- **AUFGABENSTELLUNG**:
Wandeln Sie in der folgenden Auflistung ausschließlich die Zeilen von der Zeile mit „Where can the high-rise“ bis einschließlich der Zeile mit „pixel 618 265“ in eine JSON-Liste aus Zeichenketten um. Jede Zeile wird zu einer eigenen Zeichenkette, Leerzeilen entfallen.

· · ·

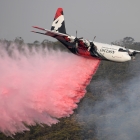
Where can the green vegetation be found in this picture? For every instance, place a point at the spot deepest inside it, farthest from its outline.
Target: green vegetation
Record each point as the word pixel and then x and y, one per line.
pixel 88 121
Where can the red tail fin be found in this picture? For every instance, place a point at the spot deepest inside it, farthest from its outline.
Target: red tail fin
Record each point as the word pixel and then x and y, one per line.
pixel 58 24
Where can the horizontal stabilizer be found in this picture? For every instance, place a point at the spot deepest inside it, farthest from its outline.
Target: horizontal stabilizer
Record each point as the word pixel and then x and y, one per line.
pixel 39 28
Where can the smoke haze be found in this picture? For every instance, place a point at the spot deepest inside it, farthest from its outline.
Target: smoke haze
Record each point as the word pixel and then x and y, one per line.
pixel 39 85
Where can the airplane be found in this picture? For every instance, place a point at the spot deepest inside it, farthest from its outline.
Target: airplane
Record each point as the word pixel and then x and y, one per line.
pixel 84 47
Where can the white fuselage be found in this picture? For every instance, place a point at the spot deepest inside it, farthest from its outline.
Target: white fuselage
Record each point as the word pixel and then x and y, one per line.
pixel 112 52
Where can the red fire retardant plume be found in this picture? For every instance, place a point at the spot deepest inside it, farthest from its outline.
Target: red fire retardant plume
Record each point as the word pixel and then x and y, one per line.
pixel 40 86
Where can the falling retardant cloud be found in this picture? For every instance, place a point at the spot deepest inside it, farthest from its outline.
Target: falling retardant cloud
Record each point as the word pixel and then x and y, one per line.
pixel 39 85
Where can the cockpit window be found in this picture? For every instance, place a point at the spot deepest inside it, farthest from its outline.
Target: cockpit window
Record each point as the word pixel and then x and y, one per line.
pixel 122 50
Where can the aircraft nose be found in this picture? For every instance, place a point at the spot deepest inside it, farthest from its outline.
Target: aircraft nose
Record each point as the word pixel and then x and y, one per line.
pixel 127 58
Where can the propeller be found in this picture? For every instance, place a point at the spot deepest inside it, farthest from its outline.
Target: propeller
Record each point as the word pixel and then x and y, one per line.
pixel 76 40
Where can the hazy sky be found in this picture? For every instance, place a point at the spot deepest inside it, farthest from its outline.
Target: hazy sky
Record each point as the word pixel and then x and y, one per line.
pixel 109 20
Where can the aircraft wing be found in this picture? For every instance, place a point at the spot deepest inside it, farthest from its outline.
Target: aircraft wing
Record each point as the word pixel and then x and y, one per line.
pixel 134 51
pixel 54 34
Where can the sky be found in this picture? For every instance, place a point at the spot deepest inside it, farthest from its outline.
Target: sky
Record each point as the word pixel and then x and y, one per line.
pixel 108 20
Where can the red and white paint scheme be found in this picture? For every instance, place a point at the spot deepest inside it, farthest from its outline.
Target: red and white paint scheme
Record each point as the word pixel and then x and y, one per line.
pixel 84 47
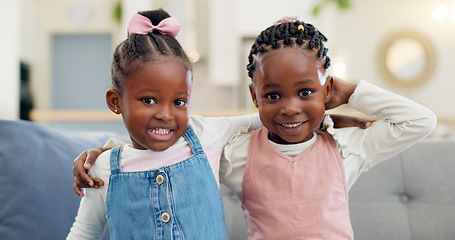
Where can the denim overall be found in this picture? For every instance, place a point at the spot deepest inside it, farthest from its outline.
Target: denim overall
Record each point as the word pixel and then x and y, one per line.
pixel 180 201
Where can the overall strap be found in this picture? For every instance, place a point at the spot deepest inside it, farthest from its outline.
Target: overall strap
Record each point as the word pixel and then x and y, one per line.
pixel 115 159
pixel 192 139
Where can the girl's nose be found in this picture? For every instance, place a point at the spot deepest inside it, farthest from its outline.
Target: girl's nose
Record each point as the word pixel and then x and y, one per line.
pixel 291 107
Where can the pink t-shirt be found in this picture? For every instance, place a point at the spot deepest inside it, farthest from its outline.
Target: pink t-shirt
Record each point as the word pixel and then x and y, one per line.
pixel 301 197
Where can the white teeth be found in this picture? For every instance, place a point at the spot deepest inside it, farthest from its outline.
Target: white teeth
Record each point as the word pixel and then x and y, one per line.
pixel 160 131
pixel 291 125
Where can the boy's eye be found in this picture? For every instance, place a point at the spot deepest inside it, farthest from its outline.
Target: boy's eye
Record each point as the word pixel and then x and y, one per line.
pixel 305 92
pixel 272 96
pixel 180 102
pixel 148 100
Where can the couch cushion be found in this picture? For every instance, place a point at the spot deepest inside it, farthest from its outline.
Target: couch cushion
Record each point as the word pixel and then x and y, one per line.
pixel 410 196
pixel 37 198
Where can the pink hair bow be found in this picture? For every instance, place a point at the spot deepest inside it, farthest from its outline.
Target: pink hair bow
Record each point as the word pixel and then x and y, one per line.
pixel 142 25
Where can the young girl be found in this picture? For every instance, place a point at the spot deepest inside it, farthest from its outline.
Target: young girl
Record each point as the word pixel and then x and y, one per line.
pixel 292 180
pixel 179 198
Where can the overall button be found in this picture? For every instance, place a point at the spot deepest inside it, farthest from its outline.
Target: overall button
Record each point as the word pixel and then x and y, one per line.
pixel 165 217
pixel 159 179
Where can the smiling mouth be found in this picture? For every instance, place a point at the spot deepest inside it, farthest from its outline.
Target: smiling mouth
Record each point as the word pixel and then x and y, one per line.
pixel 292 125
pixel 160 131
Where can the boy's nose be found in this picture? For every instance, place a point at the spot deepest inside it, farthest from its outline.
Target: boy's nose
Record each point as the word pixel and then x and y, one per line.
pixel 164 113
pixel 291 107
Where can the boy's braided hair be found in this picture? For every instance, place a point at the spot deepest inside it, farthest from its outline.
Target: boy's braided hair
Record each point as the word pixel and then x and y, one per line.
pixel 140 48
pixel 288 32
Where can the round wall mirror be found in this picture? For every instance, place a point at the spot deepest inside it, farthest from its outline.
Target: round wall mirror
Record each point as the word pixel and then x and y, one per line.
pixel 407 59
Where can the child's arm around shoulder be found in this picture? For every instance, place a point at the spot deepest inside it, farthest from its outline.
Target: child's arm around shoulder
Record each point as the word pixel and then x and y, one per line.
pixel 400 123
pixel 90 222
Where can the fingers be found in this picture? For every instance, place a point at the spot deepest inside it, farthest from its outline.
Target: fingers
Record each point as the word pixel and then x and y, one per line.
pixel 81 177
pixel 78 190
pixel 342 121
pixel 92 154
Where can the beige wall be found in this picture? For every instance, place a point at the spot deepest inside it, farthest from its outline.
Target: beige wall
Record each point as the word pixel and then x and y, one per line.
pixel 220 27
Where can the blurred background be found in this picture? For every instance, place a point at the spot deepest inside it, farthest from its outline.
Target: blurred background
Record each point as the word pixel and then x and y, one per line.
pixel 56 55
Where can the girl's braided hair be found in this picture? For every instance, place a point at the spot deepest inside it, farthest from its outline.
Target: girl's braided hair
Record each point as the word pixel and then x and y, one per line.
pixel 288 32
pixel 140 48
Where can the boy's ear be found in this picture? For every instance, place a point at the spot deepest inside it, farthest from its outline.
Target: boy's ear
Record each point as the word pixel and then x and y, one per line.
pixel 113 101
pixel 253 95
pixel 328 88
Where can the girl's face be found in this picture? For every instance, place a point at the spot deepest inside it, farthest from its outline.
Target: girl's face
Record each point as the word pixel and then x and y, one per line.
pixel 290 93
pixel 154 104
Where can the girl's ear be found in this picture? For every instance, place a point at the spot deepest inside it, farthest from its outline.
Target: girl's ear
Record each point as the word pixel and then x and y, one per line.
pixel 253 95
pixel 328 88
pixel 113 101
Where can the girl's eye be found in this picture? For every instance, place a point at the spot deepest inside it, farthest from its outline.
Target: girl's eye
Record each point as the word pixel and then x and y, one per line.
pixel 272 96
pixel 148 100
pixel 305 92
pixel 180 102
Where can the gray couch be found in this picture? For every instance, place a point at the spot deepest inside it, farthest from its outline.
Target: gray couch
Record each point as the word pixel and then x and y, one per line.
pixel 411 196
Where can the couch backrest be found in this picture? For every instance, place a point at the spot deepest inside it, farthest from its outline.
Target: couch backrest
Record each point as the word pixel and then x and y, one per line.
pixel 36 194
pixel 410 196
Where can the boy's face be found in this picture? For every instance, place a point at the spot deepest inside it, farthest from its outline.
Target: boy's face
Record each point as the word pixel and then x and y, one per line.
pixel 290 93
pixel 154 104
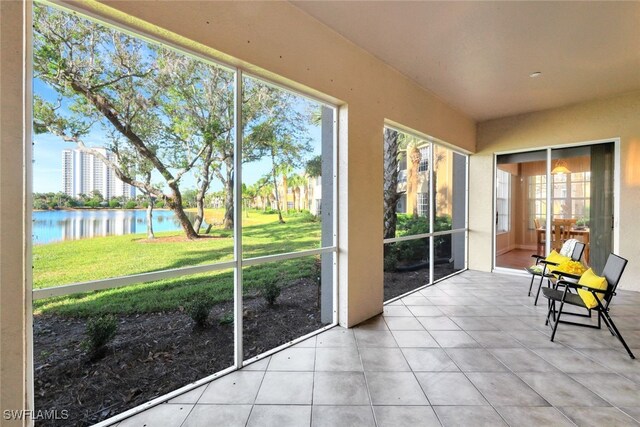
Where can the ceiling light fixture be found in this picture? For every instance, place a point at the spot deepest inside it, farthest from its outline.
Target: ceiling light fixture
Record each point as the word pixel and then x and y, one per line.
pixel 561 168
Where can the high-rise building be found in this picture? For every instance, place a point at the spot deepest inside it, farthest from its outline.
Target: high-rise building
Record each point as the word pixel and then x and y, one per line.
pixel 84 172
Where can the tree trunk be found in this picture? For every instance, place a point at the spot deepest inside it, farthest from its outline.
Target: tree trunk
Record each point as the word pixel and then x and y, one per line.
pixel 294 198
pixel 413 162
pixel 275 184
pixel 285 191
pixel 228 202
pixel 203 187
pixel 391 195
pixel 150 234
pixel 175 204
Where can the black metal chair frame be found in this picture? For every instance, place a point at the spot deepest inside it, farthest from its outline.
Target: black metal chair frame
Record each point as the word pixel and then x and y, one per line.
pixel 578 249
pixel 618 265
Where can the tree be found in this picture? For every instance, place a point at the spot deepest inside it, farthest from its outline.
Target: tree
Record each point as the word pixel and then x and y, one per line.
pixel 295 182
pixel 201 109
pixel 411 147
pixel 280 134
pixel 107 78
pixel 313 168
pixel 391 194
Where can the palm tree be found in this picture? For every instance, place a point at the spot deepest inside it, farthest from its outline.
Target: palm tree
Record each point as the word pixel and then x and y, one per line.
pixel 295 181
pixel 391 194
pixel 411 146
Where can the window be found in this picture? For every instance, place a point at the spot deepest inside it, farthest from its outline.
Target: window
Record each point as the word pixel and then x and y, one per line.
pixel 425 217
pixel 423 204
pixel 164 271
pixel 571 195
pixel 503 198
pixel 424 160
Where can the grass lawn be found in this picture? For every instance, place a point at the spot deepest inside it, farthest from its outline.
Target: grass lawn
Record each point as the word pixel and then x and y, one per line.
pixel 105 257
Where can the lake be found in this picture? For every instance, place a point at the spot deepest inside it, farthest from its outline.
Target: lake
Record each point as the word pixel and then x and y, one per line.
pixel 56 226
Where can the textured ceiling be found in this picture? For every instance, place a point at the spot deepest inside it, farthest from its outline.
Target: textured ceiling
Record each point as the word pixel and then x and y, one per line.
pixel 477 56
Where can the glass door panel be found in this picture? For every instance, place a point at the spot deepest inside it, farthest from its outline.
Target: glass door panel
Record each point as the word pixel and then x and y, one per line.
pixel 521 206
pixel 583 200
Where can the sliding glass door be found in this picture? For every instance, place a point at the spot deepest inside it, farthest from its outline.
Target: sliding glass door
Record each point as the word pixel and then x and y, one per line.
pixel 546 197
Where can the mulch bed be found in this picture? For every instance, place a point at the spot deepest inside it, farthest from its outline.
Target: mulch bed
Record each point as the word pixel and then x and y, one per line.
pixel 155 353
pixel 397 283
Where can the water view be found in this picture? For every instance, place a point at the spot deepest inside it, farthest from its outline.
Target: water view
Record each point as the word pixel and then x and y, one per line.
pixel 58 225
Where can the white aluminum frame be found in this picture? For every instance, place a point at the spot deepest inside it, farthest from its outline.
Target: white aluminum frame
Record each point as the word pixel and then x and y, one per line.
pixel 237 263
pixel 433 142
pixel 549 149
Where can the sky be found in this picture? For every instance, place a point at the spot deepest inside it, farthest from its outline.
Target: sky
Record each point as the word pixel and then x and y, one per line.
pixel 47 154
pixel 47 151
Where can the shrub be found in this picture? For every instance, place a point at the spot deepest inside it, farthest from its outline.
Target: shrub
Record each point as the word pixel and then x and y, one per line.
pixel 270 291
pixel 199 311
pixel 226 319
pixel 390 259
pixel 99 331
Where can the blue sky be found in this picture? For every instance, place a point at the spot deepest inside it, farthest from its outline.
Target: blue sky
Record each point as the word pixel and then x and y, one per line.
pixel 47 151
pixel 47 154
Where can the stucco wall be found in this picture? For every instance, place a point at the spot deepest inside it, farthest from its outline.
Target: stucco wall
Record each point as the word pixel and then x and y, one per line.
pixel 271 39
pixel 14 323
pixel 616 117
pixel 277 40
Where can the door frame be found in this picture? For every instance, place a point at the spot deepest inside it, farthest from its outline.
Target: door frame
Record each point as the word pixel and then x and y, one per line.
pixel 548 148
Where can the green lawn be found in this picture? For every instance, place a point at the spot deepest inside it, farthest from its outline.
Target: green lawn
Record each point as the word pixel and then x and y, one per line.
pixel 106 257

· · ·

- **LÖSUNG**:
[
  "Where can the high-rise building be found in this picture? For every instance, place a point at the spot deepest inside it, farthest from its outline.",
  "Target: high-rise building",
  "Record each point as the word pixel and then x and y, one per line.",
  "pixel 84 172",
  "Where can the tree trunk be found in this picture? For every instance, place a point at the spot deepest inside it, farthest from its outline.",
  "Target: tree trunk",
  "Record each point as the word pixel and then x and y, one per line.",
  "pixel 294 198",
  "pixel 413 162",
  "pixel 275 184",
  "pixel 285 191",
  "pixel 228 202",
  "pixel 203 187",
  "pixel 391 195",
  "pixel 150 234",
  "pixel 175 204",
  "Where can the black metal chair frame be found in this picture? For every instance, place a point at the spot deepest inside it, farthest from its outline.",
  "Target: black metal chair frame",
  "Record each point as the word pixel and then x and y, one per line.",
  "pixel 578 249",
  "pixel 618 265"
]